● Excerpted passage
*** Begin section ***

Las prevalencias de ACC y comunicación interauricular identificadas son superiores a las europeas, mientras que la de la comunicación interventricular es similar. Las malformaciones musculoesqueléticas fueron las AC no cardiacas más relacionadas con las ACC.

Palabras clave:
Anomalías congénitas
Cardiopatías congénitas
Defecto del tabique interauricular
Defectos del tabique interventricular
Registro poblacional
Comunitat Valenciana
Full Text

Congenital anomalies (CAs) are defined as structural and functional disorders developed during pregnancy that can be diagnosed prenatally, at birth or during childhood.1

This year, the World Health Organization highlighted the importance of CAs in one of their reports, identifying them as the cause of around 5.0% of neonatal deaths worldwide as well as 8.0% of postneonatal deaths.2 It is estimated that severe CAs are diagnosed in approximately 3 million children each year, a number that explains the 303000 newborns that die within four weeks from birth due to this type of anomalies.1,3

Congenital anomalies are responsible for 25.0% of infant deaths in Europe, with a prevalence that, according to the data collected between 2010 and 2014, reaches 248.6 cases per 10000 births.4,5

The most recent prevalence data published in Spain remains similar to European data, but with a slight decline in the frequency of live births (LBs) from 2.2% to 1.4%. This change is due to the improvement in prenatal diagnosis techniques, which is directly associated with the increased frequency of termination of pregnancy for foetal anomaly (TOPFA), a trend that has also been observed in other developed countries.6,7

Congenital heart defects (CHDs) are the main type of CA, amounting to 28.0% of prenatal malformations with a prevalence of approximately 8 cases per 1000 live births.8,9 Of the 51546 CAs documented by the European Surveillance of Congenital Anomalies (EUROCAT), 16790 were CHDs, representing 32.6% of the total, which evinces the magnitude of this problem.4

In recent years, the prevalence of CHD has increased due to advances in diagnostic techniques, an increasing trend in maternal age and the and longer survival of affected individuals, which makes transmission of the defect to the offspring possible and increases the risk of recurrence.10,11

Congenital heart defects are also relevant due to the associated risks, with leading causes of morbidity and mortality associated with CAs.12 EUROCAT estimates that CHDs account for 16.6% of foetal deaths due to CAs after 20 weeks of gestation. This percentage reaches 30.6% if we add neonatal deaths in the first week of life.13

The objective of our study was to establish the frequency and distribution of CHDs in the Valencian Region (VR) between 2007 and 2014, describing the main characteristics of the patients and their mothers.

*** End section ***

● Dataset content
*** Begin section ***

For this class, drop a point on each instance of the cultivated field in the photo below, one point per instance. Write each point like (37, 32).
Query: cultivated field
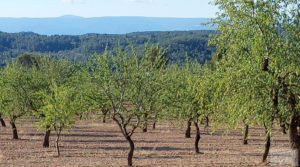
(98, 144)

*** End section ***

● Explore the material
**1)** Do these statements agree with the text on congenital anomalies? For each, answer yes or no and quote the words of the text that decide it.
(a) Congenital heart defects made up 32.6% of the congenital anomalies documented by EUROCAT.
(b) The study covers the Valencian Region between 2007 and 2017.
(c) Congenital anomalies are responsible for half of infant deaths in Europe.
**2)** According to the text on congenital anomalies, what share of foetal deaths due to congenital anomalies after 20 weeks of gestation does EUROCAT attribute to congenital heart defects?
**3)** Continue the text on congenital anomalies, starting after its last sentence.

● Answers to the problems
**1)**
(a) Yes: "16790 were CHDs, representing 32.6% of the total"
(b) No: "in the Valencian Region (VR) between 2007 and 2014"
(c) No: "Congenital anomalies are responsible for 25.0% of infant deaths in Europe"

**2)** 16.6%.

**3)**
Materials and methods

We conducted a cross-sectional, observational epidemiological study using data retrieved from the Population-Based Congenital Anomaly Registry of the Valencian Region (PCAR-VR).

The cases in the PCAR-VR are identified by searching the Public Spanish Hospital Discharge Dataset registry, the Perinatal Mortality Registry of the VR and the Registry of TOPFA of the VR. The Metabolic Disorders Registry of the VR is used a supplementary source for data on deliveries, newborns and mothers. Based on the data found in these sources, clinical records are reviewed (from hospitals and primary care clinics) for the first year of life, allowing confirmation of cases of CAs and the collection of clinical and epidemiological information. Once confirmed, cases are added to the PCAR-VR with the pertinent codes of the 10th Revision of the International Classification of Diseases-British Paediatric Association (ICD10-BPA).

For our study, we selected the LBs, stillbirths (SBs) and TOPFAs in mothers who were residents of the VR from the 2007 to 2014 period that listed at least 1 CHD code (codes Q20–Q26 in the ICD10-BPA) from the PCAR-VR. Cases in this registry are entered according to the protocol formulated and agreed upon by EUROCAT. For example, cases of minor CAs such as patent or persistent foramen ovale are only included in the PCAR-VR if they are associated with a major CA, and cases of ostium secundum atrial septal defect are only included if the defect is still present 6 months after birth.

We collected the following variables for each case: sex of the patient, type of diagnosis, province of residence, hospital where the defect was diagnosed, maternal nationality, relevant medical history of the mother, maternal gestational disease and maternal drug consumption during pregnancy. We also documented survival in days, birth weight, gestational age at birth, type of CHD, number of CHDs per case and associated CAs or syndromes.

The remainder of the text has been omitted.